The key part here is the $group section. You must define a value of null for _id (otherwise, the aggregation will crash), and create a new array field with all the _ids. If you don't mind having duplicated ids (according to your search criteria used in the $match phase, and assuming you are grouping a field other than _id which also has another document _id), you can use $push instead of $addToSet.
Another way to do this on mongo console could be:
var arr=[]
db.c.find({},{_id:1}).forEach(function(doc){arr.push(doc._id)})
printjson(arr)
Hope that helps!!!
Thanks!!!
I struggled with this for a long time, and I'm answering this because I've got an important hint. It seemed obvious that:
db.c.find({},{_id:1});
would be the answer.
It worked, sort of. It would find the first 101 documents and then the application would pause. I didn't let it keep going. This was both in Java using MongoOperations and also on the Mongo command line.
I looked at the mongo logs and saw it's doing a colscan, on a big collection of big documents. I thought, crazy, I'm projecting the _id which is always indexed so why would it attempt a colscan?
I have no idea why it would do that, but the solution is simple:
db.c.find({},{_id:1}).hint({_id:1});
or in Java:
query.withHint("{_id:1}");
Then it was able to proceed along as normal, using stream style:
createStreamFromIterator(mongoOperations.stream(query, MortgageDocument.class)).
map(MortgageDocument::getId).forEach(transformer);
Mongo can do some good things and it can also get stuck in really confusing ways. At least that's my experience so far.
Try with an agregation pipeline, like this:
db.collection.aggregate([
{ $match: { deletedAt: null }},
{ $group: { _id: "$_id"}}
])
this gona return a documents array with this structure
_id: ObjectId("5fc98977fda32e3458c97edd")
i had a similar requirement to get ids for a collection with 50+ million rows. I tried many ways. Fastest way to get the ids turned out to be to do mongoexport with just the ids.
One of the above examples worked for me, with a minor tweak. I left out the second object, as I tried using with my Mongoose schema.
const idArray = await Model.distinct('_id', {}, function (err, result) {
// result is your array of ids
return result;
});

═══

§ Tasks to carry out:
1) In the MongoDB thread, rewrite the passage starting with "printjson(arr)" and going on through "be the answer.", with "clear" in place of "obvious".
2) Translate this sentence from the MongoDB thread into Spanish: "Mongo can do some good things and it can also get stuck in really confusing ways."
3) According to the MongoDB thread, how many documents did the query db.c.find({},{_id:1}); find before the application paused?

§ Data section:
═══

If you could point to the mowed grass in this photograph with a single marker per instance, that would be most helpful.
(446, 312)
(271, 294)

═══

§ Expected outputs:
1)
printjson(arr)
Hope that helps!!!
Thanks!!!
I struggled with this for a long time, and I'm answering this because I've got an important hint. It seemed clear that:
db.c.find({},{_id:1});
would be the answer.

2) Mongo puede hacer algunas cosas buenas y también puede atascarse de maneras realmente confusas.

3) The first 101 documents.